Book 768 Angela Carter – Nights at the Circus

July 21, 2012

 

One thing I definitely do recommend is re reading a book , nine times out of ten you will see it in a different light , maybe I should have done this with the other books I had read before when I started to tackle this list , but now the damage is done and I can only look forwards or is that backwards.

Anyway , when I first read Nights at the Circus back in 1999 I liked it, not loved it though, In fact I read Angela Carters short stories (which are amazing) and her last novel, Wise Children ( which is a vulgar romp of a novel) and I thought they were far superior than ….circus. As time flies, I have changed my mind.

The book begins at the turn of the 20th century and an American journalist is interviewing a woman with wings and the first part of Nights at the Circus focuses on Fevvers ( sounds like feathers) life. The second part has the journalist joining the circus  and his interactions with different aspects of circus and life , and the third act is about the circus train crashing in Siberia and the troop surviving. Fevvers plays an integral role in the last two parts as well.

This is a novel that is hard to pigeonhole. Parts are rooted in feminist literature , a good chunk is magical realism , there’s slapstick , Gothic horror and quite a few philosophical moments. It is beautifully written , with each word having its own special place in the book.  The one and only regret I actually have with this book is that I finished it. I took ages as I wanted to soak up each and every word. A momentous novel.

 

 

Book 769 William Gibson – Neuromancer

July 7, 2012

 

Honestly , I really want to like this novel. It has it all. Loads of revolutionary ideas , an interesting plot, cool character. In fact this is one of those defining novels. Unfortunately I was left with a bit of a sour taste in my outh after reading it.

Case is a computer hacker (or cowboy) , unfortunately he betrays the company that he’s with and as a punishment he is rendered unable to hack anything. That is until a mysterious agent called Armitage helps go back to normal in exchange for a massive hacking job. Which has some unexpected results. Along with his sidekick Molly , Case fights off a lot of strange characters just to break into this computer.

◆ ◆ ◆ ◆ ◆

JOB 1 — According to the book reviews, where does the circus train crash in Nights at the Circus?
JOB 2 — Copy out, word for word, the stretch of the book reviews from "July 21, 2012" through "is that backwards.".

◆ ◆ ◆ ◆ ◆

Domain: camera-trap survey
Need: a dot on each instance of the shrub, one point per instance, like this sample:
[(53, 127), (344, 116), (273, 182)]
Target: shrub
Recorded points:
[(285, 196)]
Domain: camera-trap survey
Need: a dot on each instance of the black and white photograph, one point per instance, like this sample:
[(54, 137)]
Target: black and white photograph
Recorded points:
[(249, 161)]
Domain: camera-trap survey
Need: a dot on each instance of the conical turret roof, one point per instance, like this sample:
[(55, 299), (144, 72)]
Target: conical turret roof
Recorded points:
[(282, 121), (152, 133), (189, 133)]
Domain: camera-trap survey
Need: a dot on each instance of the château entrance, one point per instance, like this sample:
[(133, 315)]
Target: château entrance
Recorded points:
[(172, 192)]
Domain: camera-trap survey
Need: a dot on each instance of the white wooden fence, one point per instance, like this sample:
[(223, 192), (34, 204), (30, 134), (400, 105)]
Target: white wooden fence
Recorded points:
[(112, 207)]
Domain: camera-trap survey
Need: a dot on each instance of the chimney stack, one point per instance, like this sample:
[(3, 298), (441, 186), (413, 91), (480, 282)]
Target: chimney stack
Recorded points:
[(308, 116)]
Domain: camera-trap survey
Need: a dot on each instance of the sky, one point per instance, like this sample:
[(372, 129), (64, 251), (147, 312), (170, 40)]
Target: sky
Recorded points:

◆ ◆ ◆ ◆ ◆

TASK SOLUTION 1 — In Siberia.

TASK SOLUTION 2 —
July 21, 2012

 

One thing I definitely do recommend is re reading a book , nine times out of ten you will see it in a different light , maybe I should have done this with the other books I had read before when I started to tackle this list , but now the damage is done and I can only look forwards or is that backwards.